START
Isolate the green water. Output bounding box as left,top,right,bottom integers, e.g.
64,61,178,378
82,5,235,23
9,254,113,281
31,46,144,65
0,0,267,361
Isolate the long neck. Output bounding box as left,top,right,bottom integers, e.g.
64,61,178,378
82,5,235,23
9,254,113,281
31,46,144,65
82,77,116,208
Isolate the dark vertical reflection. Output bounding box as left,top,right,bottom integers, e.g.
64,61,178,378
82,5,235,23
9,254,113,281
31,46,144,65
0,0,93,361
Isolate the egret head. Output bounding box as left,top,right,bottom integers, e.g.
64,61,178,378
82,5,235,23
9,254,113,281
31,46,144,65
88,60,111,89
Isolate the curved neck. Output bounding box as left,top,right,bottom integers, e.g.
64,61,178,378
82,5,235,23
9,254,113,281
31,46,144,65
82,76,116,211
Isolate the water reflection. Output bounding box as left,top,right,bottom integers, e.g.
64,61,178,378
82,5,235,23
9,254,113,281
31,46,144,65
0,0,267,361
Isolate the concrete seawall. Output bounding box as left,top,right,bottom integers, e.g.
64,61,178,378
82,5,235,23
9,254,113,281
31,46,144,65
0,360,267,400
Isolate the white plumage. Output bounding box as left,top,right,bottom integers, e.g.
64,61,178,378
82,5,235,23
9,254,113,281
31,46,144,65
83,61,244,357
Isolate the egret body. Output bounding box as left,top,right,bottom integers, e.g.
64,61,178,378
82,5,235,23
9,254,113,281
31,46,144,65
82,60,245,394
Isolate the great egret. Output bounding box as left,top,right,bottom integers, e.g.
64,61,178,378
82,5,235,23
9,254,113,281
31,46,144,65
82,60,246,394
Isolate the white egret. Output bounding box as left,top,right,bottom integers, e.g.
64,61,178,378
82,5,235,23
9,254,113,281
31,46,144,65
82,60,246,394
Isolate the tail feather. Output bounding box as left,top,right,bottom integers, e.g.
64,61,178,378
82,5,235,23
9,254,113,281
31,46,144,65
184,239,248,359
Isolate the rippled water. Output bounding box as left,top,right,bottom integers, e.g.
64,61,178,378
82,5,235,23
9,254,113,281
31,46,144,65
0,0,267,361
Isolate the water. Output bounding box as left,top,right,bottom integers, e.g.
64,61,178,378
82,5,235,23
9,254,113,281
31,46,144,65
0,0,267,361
END
### Stated exercise
Reproduce all of the data above verbatim, preserving every line in its original order.

### Result
Isolate the green water. Output bounding box as left,top,right,bottom integers, e.g.
64,61,178,378
82,5,235,23
9,254,113,281
31,46,144,65
0,0,267,361
Isolate the long neck. Output bounding box as left,top,right,bottom integers, e.g.
64,61,178,378
82,5,235,23
9,254,113,281
31,46,144,65
82,77,116,208
Isolate the dark vertical reflection. Output bounding box as left,top,right,bottom integers, e.g.
64,61,178,378
82,5,235,23
9,254,113,281
31,46,144,65
0,0,93,361
Isolate the egret head. Output bounding box as left,top,right,bottom integers, e.g.
64,61,178,378
82,5,235,23
9,254,113,281
31,46,144,65
88,60,111,89
Isolate the curved neck. Output bounding box as left,top,right,bottom integers, e.g.
64,61,178,378
82,5,235,23
9,254,113,281
31,46,144,65
82,76,116,211
Isolate the water reflection. Output bounding box as left,top,right,bottom integers, e.g.
64,61,178,378
82,5,235,23
9,254,113,281
31,46,144,65
0,0,267,361
Isolate the concrete seawall. Output bounding box as left,top,right,bottom integers, e.g.
64,61,178,378
82,5,235,23
9,254,113,281
31,46,144,65
0,360,267,400
Isolate the white plumage. Output bounding box as left,top,right,bottom integers, e.g.
64,61,178,378
82,5,235,23
9,254,113,281
31,46,144,65
83,61,244,357
Isolate the egret body. Output bounding box as left,top,right,bottom integers, e.g.
64,61,178,378
82,5,235,23
9,254,113,281
31,46,144,65
82,60,245,394
Isolate the great egret. Output bounding box as left,top,right,bottom integers, e.g.
64,61,178,378
82,5,235,23
9,254,113,281
31,46,144,65
82,60,246,394
Isolate the white egret. Output bounding box as left,top,right,bottom integers, e.g.
64,61,178,378
82,5,235,23
9,254,113,281
31,46,144,65
82,60,246,394
Isolate the tail feather. Output bounding box as left,top,right,bottom integers, e.g.
64,61,178,378
82,5,235,23
9,254,113,281
31,46,144,65
184,239,248,359
Isolate the rippled water. Output bounding box as left,top,right,bottom integers, e.g.
64,61,178,378
82,5,235,23
9,254,113,281
31,46,144,65
0,0,267,361
Isolate the water. Output bounding box as left,top,right,bottom integers, e.g.
64,61,178,378
82,5,235,23
9,254,113,281
31,46,144,65
0,0,267,361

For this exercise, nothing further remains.